— Begin Source excerpt —
Bug #8506
closedConstant link cycling on some DHCP interfaces causes connectivity problems and other issues
0%
Description
Since the switch to 11-stable on 2.4.4 snapshots, it appears that in some cases a DHCP WAN interface will constantly cycle link up/down for no apparent reason. The link cycling leads to other services restarting so often as to render the system mostly unusable.
I have only seen it happen on physical igb interfaces so far. I can't replicate it in a VM or on ARM (SG-1000 and SG-3100 are OK)
It happens with and without a spoofed MAC address on the interface.
— End Source excerpt —
— Begin Listed entries —
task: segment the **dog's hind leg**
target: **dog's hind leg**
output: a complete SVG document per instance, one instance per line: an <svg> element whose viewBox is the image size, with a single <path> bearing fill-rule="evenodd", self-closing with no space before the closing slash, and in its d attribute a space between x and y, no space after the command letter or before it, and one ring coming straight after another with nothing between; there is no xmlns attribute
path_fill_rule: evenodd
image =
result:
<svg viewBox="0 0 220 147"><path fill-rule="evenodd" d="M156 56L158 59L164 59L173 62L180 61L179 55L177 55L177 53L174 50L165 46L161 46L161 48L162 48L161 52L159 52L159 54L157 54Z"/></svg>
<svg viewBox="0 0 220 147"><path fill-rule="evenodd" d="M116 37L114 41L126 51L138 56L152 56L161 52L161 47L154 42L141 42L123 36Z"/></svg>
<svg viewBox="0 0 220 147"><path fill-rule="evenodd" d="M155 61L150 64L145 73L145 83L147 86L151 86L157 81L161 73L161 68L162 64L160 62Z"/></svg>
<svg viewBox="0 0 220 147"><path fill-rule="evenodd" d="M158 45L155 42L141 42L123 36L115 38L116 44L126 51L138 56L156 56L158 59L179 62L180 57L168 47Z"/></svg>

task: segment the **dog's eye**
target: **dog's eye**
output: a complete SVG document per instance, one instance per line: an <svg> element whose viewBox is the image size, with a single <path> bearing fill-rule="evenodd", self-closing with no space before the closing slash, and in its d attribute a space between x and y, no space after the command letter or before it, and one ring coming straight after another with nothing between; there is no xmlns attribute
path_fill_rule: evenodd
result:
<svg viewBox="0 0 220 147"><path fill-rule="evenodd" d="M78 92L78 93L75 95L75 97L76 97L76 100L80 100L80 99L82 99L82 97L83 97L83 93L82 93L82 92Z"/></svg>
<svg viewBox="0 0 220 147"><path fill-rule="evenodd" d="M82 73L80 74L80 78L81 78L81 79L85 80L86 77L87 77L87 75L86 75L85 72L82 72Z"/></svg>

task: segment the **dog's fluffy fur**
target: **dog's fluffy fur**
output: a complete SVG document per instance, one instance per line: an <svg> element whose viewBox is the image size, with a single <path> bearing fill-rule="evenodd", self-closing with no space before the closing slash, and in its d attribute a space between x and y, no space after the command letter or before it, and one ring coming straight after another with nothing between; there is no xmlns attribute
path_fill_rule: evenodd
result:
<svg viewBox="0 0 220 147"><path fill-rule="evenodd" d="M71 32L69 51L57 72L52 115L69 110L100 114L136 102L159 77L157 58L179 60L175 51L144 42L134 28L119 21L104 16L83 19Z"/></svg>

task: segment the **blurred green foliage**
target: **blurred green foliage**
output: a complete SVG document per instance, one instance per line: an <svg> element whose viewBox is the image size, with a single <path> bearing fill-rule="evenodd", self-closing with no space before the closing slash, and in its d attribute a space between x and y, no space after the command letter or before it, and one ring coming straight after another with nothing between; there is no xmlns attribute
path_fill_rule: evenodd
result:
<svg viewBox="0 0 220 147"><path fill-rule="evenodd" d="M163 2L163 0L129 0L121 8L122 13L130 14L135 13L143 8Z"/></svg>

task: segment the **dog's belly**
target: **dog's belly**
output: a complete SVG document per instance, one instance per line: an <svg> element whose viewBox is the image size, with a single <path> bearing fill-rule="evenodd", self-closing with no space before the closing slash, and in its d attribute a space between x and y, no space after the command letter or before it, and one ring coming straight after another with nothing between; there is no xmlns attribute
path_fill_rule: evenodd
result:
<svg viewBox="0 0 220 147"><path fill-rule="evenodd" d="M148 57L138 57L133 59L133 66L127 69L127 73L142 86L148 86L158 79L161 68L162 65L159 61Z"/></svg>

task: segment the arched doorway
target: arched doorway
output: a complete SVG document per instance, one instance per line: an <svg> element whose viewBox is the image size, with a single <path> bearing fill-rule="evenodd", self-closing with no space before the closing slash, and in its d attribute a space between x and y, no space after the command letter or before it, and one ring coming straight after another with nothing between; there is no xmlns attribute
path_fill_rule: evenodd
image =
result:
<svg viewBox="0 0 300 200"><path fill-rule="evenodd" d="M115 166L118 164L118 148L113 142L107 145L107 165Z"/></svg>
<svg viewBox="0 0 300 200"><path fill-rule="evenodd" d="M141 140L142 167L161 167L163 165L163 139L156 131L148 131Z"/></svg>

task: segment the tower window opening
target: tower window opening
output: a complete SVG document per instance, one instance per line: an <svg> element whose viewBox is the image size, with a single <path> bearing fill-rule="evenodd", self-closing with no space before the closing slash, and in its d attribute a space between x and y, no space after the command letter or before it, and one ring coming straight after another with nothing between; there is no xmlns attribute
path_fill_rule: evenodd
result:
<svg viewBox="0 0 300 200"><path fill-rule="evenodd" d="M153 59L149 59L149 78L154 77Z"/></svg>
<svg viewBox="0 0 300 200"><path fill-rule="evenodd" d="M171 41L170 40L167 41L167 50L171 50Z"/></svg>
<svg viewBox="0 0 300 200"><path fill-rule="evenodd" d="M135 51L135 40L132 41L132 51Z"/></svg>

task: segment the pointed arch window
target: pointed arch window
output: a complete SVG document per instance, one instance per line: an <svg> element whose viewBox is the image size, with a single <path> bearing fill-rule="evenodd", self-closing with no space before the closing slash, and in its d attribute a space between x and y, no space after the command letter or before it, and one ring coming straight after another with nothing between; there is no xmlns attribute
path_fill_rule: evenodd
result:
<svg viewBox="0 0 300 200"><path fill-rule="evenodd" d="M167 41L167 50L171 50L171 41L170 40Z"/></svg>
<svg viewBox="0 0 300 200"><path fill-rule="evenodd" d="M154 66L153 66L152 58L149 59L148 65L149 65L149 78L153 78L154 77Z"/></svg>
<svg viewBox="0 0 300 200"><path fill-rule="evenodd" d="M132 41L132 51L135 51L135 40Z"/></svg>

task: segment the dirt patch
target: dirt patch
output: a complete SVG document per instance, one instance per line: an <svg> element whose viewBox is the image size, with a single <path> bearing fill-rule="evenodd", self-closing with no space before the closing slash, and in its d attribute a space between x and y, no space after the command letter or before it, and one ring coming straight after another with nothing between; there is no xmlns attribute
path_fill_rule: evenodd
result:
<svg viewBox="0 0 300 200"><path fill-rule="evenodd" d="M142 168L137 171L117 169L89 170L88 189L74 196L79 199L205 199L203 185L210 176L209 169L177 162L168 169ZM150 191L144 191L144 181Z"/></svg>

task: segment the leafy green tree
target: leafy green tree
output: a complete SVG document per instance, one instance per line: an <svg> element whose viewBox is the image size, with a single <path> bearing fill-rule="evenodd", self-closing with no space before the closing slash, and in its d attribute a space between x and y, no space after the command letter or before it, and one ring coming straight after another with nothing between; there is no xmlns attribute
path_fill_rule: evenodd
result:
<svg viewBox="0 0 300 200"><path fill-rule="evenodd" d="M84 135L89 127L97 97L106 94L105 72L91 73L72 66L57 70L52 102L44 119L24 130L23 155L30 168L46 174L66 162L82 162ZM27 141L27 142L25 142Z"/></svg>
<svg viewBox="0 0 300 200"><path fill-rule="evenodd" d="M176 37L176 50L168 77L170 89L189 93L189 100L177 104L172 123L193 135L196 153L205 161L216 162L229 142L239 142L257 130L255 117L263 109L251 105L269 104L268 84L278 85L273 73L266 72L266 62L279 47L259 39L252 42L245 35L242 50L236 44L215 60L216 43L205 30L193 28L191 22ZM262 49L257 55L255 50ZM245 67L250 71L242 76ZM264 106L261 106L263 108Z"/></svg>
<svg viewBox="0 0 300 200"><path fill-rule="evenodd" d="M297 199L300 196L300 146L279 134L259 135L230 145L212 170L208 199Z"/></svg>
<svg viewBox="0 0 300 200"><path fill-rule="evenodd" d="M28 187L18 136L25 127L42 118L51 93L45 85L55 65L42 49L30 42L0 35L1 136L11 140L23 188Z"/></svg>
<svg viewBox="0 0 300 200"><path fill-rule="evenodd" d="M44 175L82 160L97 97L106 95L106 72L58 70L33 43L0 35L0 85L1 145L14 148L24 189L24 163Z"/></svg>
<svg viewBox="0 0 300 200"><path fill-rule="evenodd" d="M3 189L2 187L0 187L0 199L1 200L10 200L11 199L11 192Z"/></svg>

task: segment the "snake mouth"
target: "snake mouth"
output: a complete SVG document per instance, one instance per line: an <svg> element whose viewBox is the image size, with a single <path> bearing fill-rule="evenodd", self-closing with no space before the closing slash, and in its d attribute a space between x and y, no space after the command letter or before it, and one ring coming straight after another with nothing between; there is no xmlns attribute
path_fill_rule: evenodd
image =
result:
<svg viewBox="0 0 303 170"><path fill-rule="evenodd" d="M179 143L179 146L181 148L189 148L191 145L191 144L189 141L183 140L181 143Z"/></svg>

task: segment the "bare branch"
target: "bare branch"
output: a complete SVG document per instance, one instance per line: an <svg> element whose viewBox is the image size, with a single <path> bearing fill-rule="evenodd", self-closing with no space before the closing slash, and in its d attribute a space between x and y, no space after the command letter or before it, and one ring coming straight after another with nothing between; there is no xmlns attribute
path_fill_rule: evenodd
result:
— End Listed entries —
**Requirements**:
1. Condense the bug report's paragraph beginning "Since the switch to 11-stable" into a shorter version that keeps its main facts.
2. In the records, substitute "answer" for "result" in the stretch from the line containing "task: segment the **dog's eye**" through the line containing "2L163 0L129 0L121", and return only those lines.
The bug report and the records have nothing to do with each other.

**Worked answers**:
1. After the move to 11-stable on 2.4.4 snapshots, a DHCP WAN interface sometimes cycles its link up and down constantly for no clear reason. Other services then restart so often that the system becomes mostly unusable.

2.
task: segment the **dog's eye**
target: **dog's eye**
output: a complete SVG document per instance, one instance per line: an <svg> element whose viewBox is the image size, with a single <path> bearing fill-rule="evenodd", self-closing with no space before the closing slash, and in its d attribute a space between x and y, no space after the command letter or before it, and one ring coming straight after another with nothing between; there is no xmlns attribute
path_fill_rule: evenodd
answer:
<svg viewBox="0 0 220 147"><path fill-rule="evenodd" d="M78 92L78 93L75 95L75 97L76 97L76 100L80 100L80 99L82 99L82 97L83 97L83 93L82 93L82 92Z"/></svg>
<svg viewBox="0 0 220 147"><path fill-rule="evenodd" d="M82 73L80 74L80 78L81 78L81 79L85 80L86 77L87 77L87 75L86 75L85 72L82 72Z"/></svg>

task: segment the **dog's fluffy fur**
target: **dog's fluffy fur**
output: a complete SVG document per instance, one instance per line: an <svg> element whose viewBox is the image size, with a single <path> bearing fill-rule="evenodd", self-closing with no space before the closing slash, and in its d attribute a space between x and y, no space after the command letter or before it, and one ring coming straight after another with nothing between; there is no xmlns attribute
path_fill_rule: evenodd
answer:
<svg viewBox="0 0 220 147"><path fill-rule="evenodd" d="M71 32L69 51L57 72L52 115L69 110L100 114L136 102L159 77L157 58L179 60L175 51L144 42L134 28L119 21L104 16L83 19Z"/></svg>

task: segment the **blurred green foliage**
target: **blurred green foliage**
output: a complete SVG document per instance, one instance per line: an <svg> element whose viewBox is the image size, with a single <path> bearing fill-rule="evenodd", self-closing with no space before the closing slash, and in its d attribute a space between x and y, no space after the command letter or before it, and one ring coming straight after another with nothing between; there is no xmlns attribute
path_fill_rule: evenodd
answer:
<svg viewBox="0 0 220 147"><path fill-rule="evenodd" d="M163 2L163 0L129 0L121 8L122 13L130 14L135 13L143 8Z"/></svg>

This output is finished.